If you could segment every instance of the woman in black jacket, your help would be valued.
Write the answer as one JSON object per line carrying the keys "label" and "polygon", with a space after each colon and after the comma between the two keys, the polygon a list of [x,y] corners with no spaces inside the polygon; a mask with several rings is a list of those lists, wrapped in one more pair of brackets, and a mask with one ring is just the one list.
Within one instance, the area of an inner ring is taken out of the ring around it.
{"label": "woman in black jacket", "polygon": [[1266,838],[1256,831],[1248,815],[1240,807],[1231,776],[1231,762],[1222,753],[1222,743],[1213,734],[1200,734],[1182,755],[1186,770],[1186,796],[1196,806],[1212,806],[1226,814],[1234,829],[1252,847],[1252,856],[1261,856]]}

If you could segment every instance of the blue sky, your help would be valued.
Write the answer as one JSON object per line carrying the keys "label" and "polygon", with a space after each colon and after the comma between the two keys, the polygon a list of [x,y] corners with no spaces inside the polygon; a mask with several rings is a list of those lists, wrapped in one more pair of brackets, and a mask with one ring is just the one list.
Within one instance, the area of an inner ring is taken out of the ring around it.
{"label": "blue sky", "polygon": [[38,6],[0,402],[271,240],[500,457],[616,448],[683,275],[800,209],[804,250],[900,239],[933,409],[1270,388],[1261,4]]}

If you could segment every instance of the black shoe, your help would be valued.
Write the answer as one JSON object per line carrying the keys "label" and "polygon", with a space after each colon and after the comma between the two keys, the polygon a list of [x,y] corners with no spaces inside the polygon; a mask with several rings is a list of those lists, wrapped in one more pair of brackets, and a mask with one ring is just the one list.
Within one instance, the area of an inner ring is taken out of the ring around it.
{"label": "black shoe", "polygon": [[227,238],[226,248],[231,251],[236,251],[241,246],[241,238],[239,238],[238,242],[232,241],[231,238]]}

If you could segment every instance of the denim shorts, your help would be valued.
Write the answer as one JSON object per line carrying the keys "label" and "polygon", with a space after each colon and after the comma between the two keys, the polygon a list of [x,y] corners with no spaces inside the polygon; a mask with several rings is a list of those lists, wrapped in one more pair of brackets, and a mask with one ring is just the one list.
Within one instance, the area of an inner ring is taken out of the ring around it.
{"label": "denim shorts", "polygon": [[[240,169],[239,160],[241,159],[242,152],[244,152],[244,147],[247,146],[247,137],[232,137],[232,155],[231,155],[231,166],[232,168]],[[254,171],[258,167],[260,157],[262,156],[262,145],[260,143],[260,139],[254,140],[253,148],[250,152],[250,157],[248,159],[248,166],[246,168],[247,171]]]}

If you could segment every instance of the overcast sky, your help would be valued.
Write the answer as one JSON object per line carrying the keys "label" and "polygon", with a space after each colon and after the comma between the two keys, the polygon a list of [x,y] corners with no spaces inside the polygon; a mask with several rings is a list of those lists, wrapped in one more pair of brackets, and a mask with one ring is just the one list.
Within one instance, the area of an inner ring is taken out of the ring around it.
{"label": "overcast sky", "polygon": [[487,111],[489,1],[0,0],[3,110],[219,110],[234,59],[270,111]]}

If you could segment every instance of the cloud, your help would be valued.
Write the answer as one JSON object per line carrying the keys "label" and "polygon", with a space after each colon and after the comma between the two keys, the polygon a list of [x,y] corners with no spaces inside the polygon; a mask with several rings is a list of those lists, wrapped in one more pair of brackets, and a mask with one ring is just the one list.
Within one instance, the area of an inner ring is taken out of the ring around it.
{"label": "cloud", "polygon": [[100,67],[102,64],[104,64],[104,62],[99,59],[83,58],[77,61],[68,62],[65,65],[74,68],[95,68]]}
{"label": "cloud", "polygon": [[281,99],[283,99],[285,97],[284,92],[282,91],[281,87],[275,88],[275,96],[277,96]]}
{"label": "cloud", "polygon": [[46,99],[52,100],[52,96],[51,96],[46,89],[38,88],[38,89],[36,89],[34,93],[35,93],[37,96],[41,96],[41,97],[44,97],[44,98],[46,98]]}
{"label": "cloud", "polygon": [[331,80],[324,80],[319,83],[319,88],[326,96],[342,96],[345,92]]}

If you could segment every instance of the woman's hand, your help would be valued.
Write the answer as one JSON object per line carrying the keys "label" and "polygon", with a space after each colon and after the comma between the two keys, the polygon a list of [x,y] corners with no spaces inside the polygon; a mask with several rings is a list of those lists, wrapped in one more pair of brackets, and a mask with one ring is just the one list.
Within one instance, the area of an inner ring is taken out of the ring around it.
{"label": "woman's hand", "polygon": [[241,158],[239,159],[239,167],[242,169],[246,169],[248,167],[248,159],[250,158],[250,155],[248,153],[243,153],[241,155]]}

++++++

_Required work:_ Your task is to return the full listing exactly as it was given.

_Solution below:_
If you could segment every instance of the woman in black jacket, your help would be valued.
Write the answer as one JSON object per line carrying the keys "label" and "polygon", with a space after each colon and after the comma between the two keys, the polygon a list of [x,y] corners with no spaces inside the polygon; a mask with several rings is a list of those lists, wrapped in one more pair of brackets, and a mask with one ring is just the one list.
Within one instance, the area of an inner ring is taken out of the ring around it.
{"label": "woman in black jacket", "polygon": [[1266,838],[1256,831],[1248,815],[1240,807],[1231,776],[1231,762],[1222,753],[1222,743],[1213,734],[1200,734],[1182,755],[1186,770],[1186,796],[1196,806],[1212,806],[1226,814],[1234,829],[1252,847],[1252,856],[1261,856]]}

If you could segment every instance of the blue sky, your help would be valued.
Write the answer as one JSON object per line carrying the keys "label" and "polygon", with a space after each colon and after the comma between the two keys, the polygon a list of [x,y] corners with no spaces inside the polygon; a mask with several rings is a list of those lists, wrapped in one more pair of brackets, and a mask with one ring is just the one list.
Within one instance, the area of an inner ring is taken out of the ring around it.
{"label": "blue sky", "polygon": [[38,6],[0,402],[271,240],[500,457],[616,448],[683,275],[800,209],[804,250],[900,239],[933,409],[1270,388],[1261,4]]}

If you could segment every instance of the black shoe, your help would be valued.
Write the answer as one JSON object per line carrying the keys "label" and "polygon", with a space after each colon and after the comma between the two keys, the polygon a list of [x,y] corners with no spaces inside the polygon; a mask with several rings is a list of those lists, wrapped in one more pair of brackets, and a mask with one ring is just the one list.
Within one instance, the area of an inner ring is taken out of the ring around it.
{"label": "black shoe", "polygon": [[227,238],[226,248],[231,251],[236,251],[241,246],[241,238],[239,238],[238,242],[232,241],[231,238]]}

If you could segment every instance of the denim shorts, your help would be valued.
Write the answer as one JSON object per line carrying the keys "label" and "polygon", with a space after each colon and after the comma between the two keys, the polygon a list of [x,y] corners with no spaces inside the polygon; a mask with several rings is a list of those lists, wrapped in one more pair of brackets, and a mask with one ring is just the one list.
Within one instance, the area of an inner ring is taken out of the ring around it.
{"label": "denim shorts", "polygon": [[[240,169],[239,160],[241,159],[242,152],[244,152],[244,147],[247,146],[247,137],[232,137],[232,155],[231,155],[231,166],[232,168]],[[254,171],[258,167],[260,157],[262,156],[262,145],[260,143],[260,139],[254,140],[253,148],[250,152],[250,157],[248,159],[248,166],[246,168],[247,171]]]}

If you could segment every instance of the overcast sky, your help would be valued.
Write the answer as one JSON object per line carrying the keys "label" and "polygon", with a space after each colon and after the comma between the two keys, the polygon a list of [x,y] corners with no spaces inside the polygon; a mask with several rings is a list of those lists, wrapped in one more pair of brackets, and a mask with one ring is just the one list.
Within one instance, the area of an inner ring is taken out of the ring around it.
{"label": "overcast sky", "polygon": [[487,111],[489,1],[0,0],[3,110],[219,110],[234,59],[270,111]]}

If you could segment every instance of the cloud, your help would be valued.
Write the answer as one JSON object per line carrying the keys "label" and "polygon", with a space after each colon and after the comma between the two keys, the polygon a list of [x,y] corners with no spaces inside the polygon; a mask with several rings is a list of those lists, wrapped in one more pair of brackets, and a mask with one ring is just the one list.
Within one instance, the area of an inner ring is taken out of the ring around it.
{"label": "cloud", "polygon": [[100,67],[102,64],[104,64],[104,62],[99,59],[83,58],[77,61],[68,62],[65,65],[74,68],[95,68]]}
{"label": "cloud", "polygon": [[281,99],[283,99],[285,97],[284,92],[282,91],[281,87],[275,88],[275,96],[277,96]]}
{"label": "cloud", "polygon": [[46,99],[52,100],[52,96],[51,96],[46,89],[38,88],[38,89],[36,89],[34,93],[35,93],[37,96],[41,96],[41,97],[44,97],[44,98],[46,98]]}
{"label": "cloud", "polygon": [[331,80],[324,80],[319,83],[319,88],[326,96],[342,96],[345,92]]}

If you could segment every instance of the woman's hand, your help would be valued.
Write the answer as one JSON object per line carrying the keys "label" and "polygon", with a space after each colon and after the comma between the two keys, the polygon a list of [x,y] corners with no spaces inside the polygon; a mask with several rings is a list of those lists, wrapped in one more pair of brackets, and a mask with one ring is just the one list.
Within one instance, the area of an inner ring is taken out of the ring around it.
{"label": "woman's hand", "polygon": [[241,158],[239,159],[239,167],[242,169],[246,169],[248,167],[248,159],[250,158],[250,155],[248,153],[243,153],[241,155]]}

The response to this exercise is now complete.